_ABOUT THIS TASK_
Please copy each line of the listing below that contains the word "rough".

_Dataset entries_
--
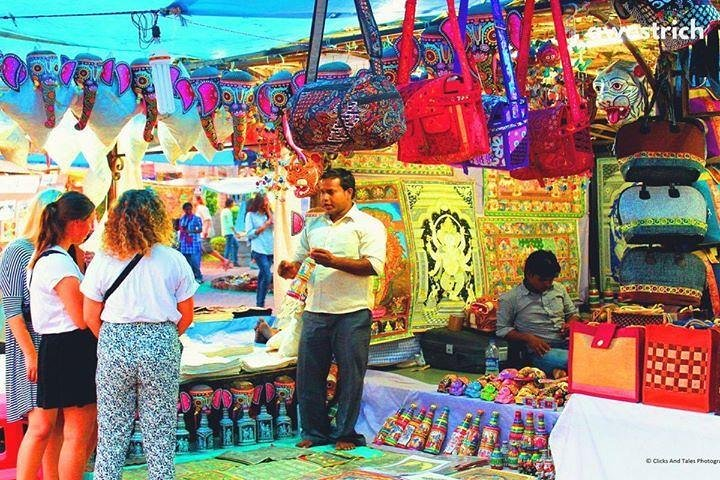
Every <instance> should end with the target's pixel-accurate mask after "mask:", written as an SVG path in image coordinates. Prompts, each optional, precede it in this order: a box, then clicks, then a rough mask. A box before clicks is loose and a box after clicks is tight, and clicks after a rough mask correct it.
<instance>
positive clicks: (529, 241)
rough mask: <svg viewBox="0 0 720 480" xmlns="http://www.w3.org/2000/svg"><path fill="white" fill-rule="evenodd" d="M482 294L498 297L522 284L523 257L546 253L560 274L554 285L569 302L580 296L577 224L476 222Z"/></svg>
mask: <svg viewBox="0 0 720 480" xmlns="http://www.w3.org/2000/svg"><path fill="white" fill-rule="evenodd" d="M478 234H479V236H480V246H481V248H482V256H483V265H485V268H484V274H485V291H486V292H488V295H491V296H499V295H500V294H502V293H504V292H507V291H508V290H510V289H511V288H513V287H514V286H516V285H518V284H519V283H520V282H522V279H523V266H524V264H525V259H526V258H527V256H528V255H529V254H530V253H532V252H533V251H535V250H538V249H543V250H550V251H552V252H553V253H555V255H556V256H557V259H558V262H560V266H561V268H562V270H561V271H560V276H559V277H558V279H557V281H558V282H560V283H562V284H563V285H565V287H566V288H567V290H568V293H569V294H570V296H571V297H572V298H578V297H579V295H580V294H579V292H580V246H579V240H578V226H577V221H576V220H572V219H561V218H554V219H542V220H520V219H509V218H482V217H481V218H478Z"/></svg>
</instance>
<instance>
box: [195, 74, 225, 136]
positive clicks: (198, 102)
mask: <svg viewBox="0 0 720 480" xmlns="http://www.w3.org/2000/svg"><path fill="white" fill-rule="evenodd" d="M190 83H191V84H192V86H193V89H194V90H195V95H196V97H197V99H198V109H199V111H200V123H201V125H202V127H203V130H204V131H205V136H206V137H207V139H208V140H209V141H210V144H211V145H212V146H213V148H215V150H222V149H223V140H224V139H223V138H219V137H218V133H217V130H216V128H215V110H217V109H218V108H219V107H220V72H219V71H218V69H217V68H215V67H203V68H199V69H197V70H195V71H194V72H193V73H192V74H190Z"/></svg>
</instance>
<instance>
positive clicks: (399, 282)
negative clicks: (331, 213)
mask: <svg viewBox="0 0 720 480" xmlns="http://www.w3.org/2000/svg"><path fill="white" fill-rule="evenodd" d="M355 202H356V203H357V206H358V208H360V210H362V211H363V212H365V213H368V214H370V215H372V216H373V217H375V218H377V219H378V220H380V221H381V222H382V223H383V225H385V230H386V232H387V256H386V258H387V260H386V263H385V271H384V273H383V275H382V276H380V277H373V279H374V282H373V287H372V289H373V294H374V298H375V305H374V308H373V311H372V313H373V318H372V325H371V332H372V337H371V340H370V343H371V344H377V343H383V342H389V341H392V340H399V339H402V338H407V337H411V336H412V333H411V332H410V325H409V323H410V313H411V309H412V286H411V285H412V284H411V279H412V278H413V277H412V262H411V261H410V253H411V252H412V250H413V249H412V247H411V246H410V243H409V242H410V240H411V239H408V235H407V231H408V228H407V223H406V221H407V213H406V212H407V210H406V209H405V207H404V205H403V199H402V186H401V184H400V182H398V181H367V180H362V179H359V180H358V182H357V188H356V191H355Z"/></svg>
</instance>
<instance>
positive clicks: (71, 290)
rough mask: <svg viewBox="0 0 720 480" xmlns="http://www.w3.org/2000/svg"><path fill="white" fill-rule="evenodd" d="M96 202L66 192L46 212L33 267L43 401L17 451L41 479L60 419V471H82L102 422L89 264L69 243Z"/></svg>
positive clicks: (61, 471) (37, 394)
--
_YOUR RESPONSE_
Every <instance> should end with the target's pixel-accurate mask after "mask:", written as an SVG path in image coordinates. Prompts, each optional, precede it in this order: a box, then clicks, then a rough mask. A box before clicks is loose and a box after clicks is tight, and clicks after a rough mask correct it.
rough mask: <svg viewBox="0 0 720 480" xmlns="http://www.w3.org/2000/svg"><path fill="white" fill-rule="evenodd" d="M482 294L498 297L522 284L523 257L546 253L560 274L554 285L569 302L580 296L577 224L476 222Z"/></svg>
rough mask: <svg viewBox="0 0 720 480" xmlns="http://www.w3.org/2000/svg"><path fill="white" fill-rule="evenodd" d="M96 202L66 192L46 212L33 267L43 401L17 451L41 479L60 419V471H82L102 422L89 264L69 243Z"/></svg>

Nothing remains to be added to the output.